Ogni dove ha un perché. Questo è il motto di Giuseppe Di Martino dello storico pastificio Di Martino di Gragnano. E il perché di Gragnano è proprio la pasta. Insieme all'imprenditore, ripercorriamo la storia di questa eccellenza made in Italy.
Il paesaggio di Gragnano
Da un lato, i Monti Lattari, catene rocciose che bloccano il passaggio dei venti da ovest verso est; dall'altro il mare, porto sicuro dove poter avviare un commercio, e nel mezzo, tramontana e scirocco, venti che si muovono fra le vie della città incanalandosi in ogni dove. “Non c'è da stupirsi se siamo diventati famosi per la nostra pasta: è veramente difficile, in una terra del genere, non riuscire a produrla”. A parlare è Giuseppe Di Martino, terza generazione alla guida di un'azienda d'eccezione, Pastificio Di Martino, e grande imprenditore del settore alimentare italiano. È lui, gragnanese doc, a spiegare la nascita del prodotto simbolo del made in Italy per antonomasia: la pasta di grano duro, ma non una qualsiasi. Quella di Gragnano, “un luogo che sembra essere stato creato appositamente con questo scopo”, un'eccellenza della gastronomia italiana che vanta dal 2013 il riconoscimento di Igp, indicazione geografica protetta.
“Ogni dove ha un perché”
A ripercorre origine ed evoluzione di questa specialità, dunque, è lui, ma attraverso le parole di Di Martino veniamo a conoscenza di tanti altri personaggi che hanno fatto la storia della pasta di Gragnano: Liguori, Afeltra, D'Apuzzo, DiNola,“maggior produttore a livello nazionale fino agli anni '70”, e ancora altri Di Martino, “miei omonimi, la città è piccola e i cognomi in passato si ripetevano spesso”. Giuseppe oggi vanta tre linee produttive, Antonio Amato, Di Martino e Pastificio Dei Campi; quest'ultima è “la mia scuderia Ferrari”, spiega sorridendo, un prodotto di nicchia studiato su misura per chef professionisti. La strada percorsa da quel lontano 1912, anno di acquisto della bottega, è lunga e articolata, e si inserisce all'interno di un racconto ancora più ampio, quello di un Comune che proprio nella tavola ha trovato il suo punto di forza. “Ogni dove ha un perché, e il perché di Gragnano è la pasta”.

Dati archiviati:
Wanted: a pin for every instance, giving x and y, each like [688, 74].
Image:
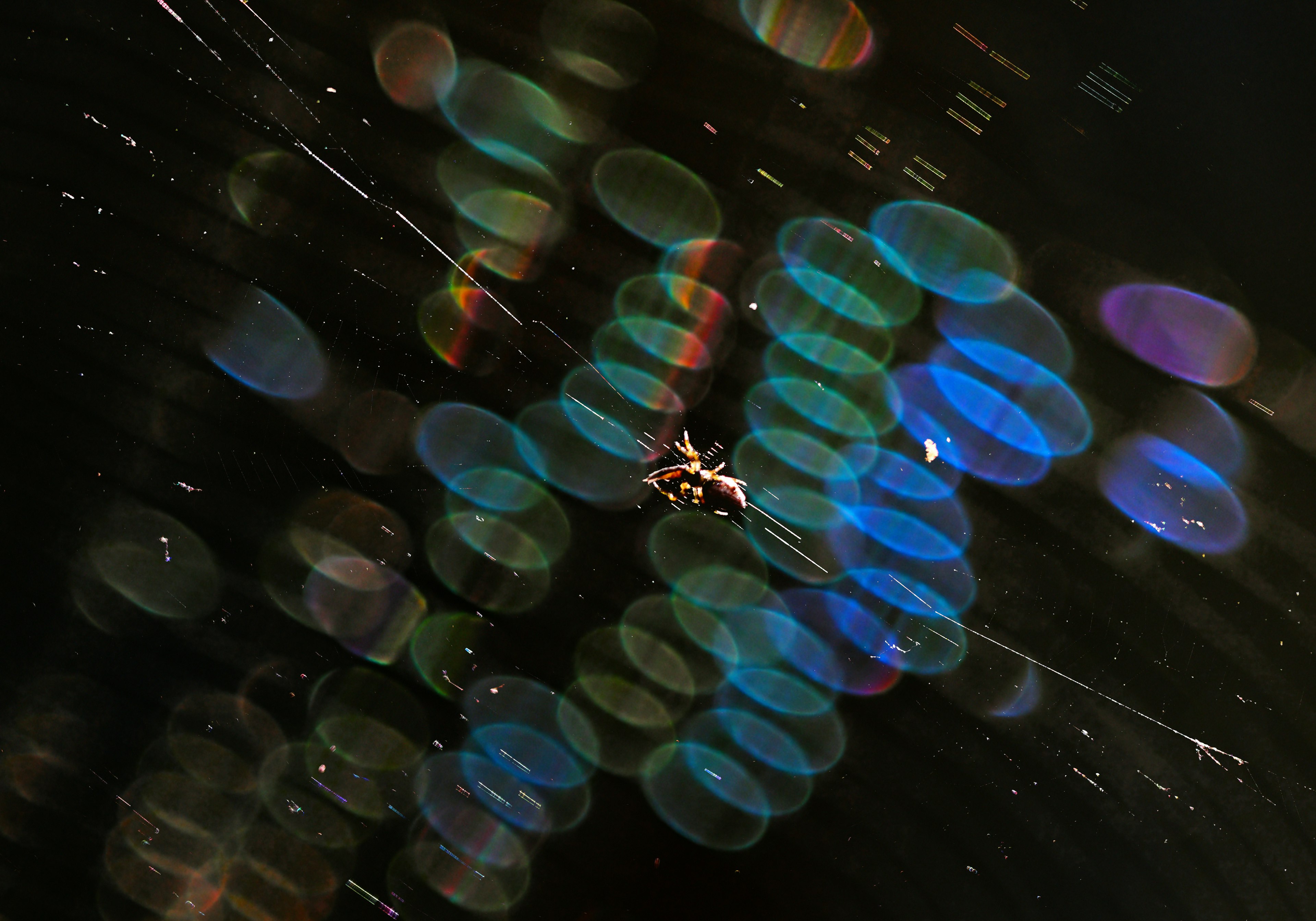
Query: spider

Esercizio assegnato: Modifica il passo del testo sulla pasta di Gragnano che si apre con le parole che contengono "Ogni dove ha un perché." e si chiude con "made in Italy.", mettendo "principio" al posto di "motto". Il materiale proviene da un'altra fonte.

Esito dell'esercizio:
Ogni dove ha un perché. Questo è il principio di Giuseppe Di Martino dello storico pastificio Di Martino di Gragnano. E il perché di Gragnano è proprio la pasta. Insieme all'imprenditore, ripercorriamo la storia di questa eccellenza made in Italy.